Stored items
━━━━━━━━━━━━━━━━

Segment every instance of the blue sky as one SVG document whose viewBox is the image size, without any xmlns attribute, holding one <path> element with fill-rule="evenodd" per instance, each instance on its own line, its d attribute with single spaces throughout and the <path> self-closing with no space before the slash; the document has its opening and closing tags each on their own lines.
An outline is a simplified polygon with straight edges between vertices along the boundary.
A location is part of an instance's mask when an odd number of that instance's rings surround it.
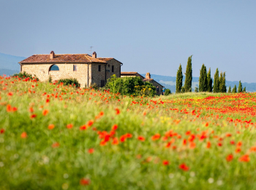
<svg viewBox="0 0 256 190">
<path fill-rule="evenodd" d="M 0 52 L 90 53 L 123 71 L 176 76 L 192 57 L 227 80 L 256 82 L 256 1 L 0 0 Z"/>
</svg>

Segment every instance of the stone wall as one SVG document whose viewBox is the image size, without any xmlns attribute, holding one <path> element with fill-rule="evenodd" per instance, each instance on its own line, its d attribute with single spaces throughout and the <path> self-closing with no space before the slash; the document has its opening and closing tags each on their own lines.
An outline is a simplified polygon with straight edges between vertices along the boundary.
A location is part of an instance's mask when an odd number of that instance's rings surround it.
<svg viewBox="0 0 256 190">
<path fill-rule="evenodd" d="M 87 84 L 87 63 L 56 63 L 54 65 L 59 67 L 59 71 L 50 71 L 50 67 L 53 65 L 52 63 L 22 64 L 22 71 L 36 75 L 42 82 L 48 81 L 50 75 L 53 81 L 73 78 L 78 79 L 81 87 L 85 87 Z M 73 71 L 73 65 L 77 66 L 77 71 Z M 90 65 L 89 63 L 89 74 L 91 73 Z M 91 76 L 89 75 L 89 76 L 91 78 Z"/>
<path fill-rule="evenodd" d="M 112 72 L 112 66 L 114 66 L 114 71 Z M 121 63 L 116 60 L 115 59 L 112 59 L 108 61 L 108 64 L 106 66 L 107 70 L 107 82 L 108 79 L 111 77 L 112 75 L 116 74 L 116 77 L 121 77 Z"/>
<path fill-rule="evenodd" d="M 99 87 L 101 87 L 101 81 L 105 82 L 105 65 L 106 63 L 92 63 L 91 65 L 91 78 L 90 84 L 97 84 Z M 100 71 L 99 71 L 99 66 L 100 66 Z M 89 70 L 90 71 L 90 70 Z M 91 72 L 90 72 L 91 73 Z M 104 84 L 105 85 L 105 84 Z"/>
</svg>

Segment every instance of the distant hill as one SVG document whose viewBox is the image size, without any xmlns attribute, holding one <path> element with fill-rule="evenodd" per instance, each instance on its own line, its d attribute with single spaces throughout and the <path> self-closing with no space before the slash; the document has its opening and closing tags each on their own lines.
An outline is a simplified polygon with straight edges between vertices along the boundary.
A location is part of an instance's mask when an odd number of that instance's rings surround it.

━━━━━━━━━━━━━━━━

Written problem
Please rewrite the part of the records above that opens with the line containing "Segment every instance of the stone" and closes with the line containing "112 72 L 112" as a numbered list, leaving out any blank lines.

Task output
1. Segment every instance of the stone wall as one SVG document whose viewBox is the image size, without any xmlns attribute, holding one <path> element with fill-rule="evenodd" per instance, each instance on its own line, its d attribute with single spaces throughout and the <path> self-closing with no space before the slash; the document has its opening and closing tags each on their own lines.
2. An outline is a simplified polygon with straight edges between vertices along the boundary.
3. A location is part of an instance's mask when an odd number of that instance's rings surround it.
4. <svg viewBox="0 0 256 190">
5. <path fill-rule="evenodd" d="M 87 84 L 87 63 L 56 63 L 54 65 L 59 67 L 59 71 L 50 71 L 50 67 L 53 65 L 52 63 L 22 64 L 22 71 L 36 75 L 42 82 L 48 81 L 50 75 L 53 81 L 73 78 L 78 79 L 81 87 L 85 87 Z M 73 71 L 73 65 L 77 66 L 77 71 Z M 90 65 L 89 63 L 89 74 L 91 73 Z M 91 76 L 89 75 L 89 76 L 91 78 Z"/>
6. <path fill-rule="evenodd" d="M 112 72 L 112 66 L 114 66 L 114 71 Z M 121 63 L 116 60 L 115 59 L 112 59 L 108 61 L 108 64 L 106 66 L 107 70 L 107 82 L 108 79 L 111 77 L 112 75 L 116 74 L 116 77 L 121 77 Z"/>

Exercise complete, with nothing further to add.